- **Task prompt**: Output the entries verbatim, including every line.

- **Dataset**:
=== Begin Enclosure ===

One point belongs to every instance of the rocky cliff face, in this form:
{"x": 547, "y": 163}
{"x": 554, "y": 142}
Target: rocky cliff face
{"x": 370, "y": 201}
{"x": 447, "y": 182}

=== End Enclosure ===

- **Response for this exercise**:
One point belongs to every instance of the rocky cliff face, in this form:
{"x": 547, "y": 163}
{"x": 554, "y": 142}
Target: rocky cliff face
{"x": 370, "y": 201}
{"x": 447, "y": 182}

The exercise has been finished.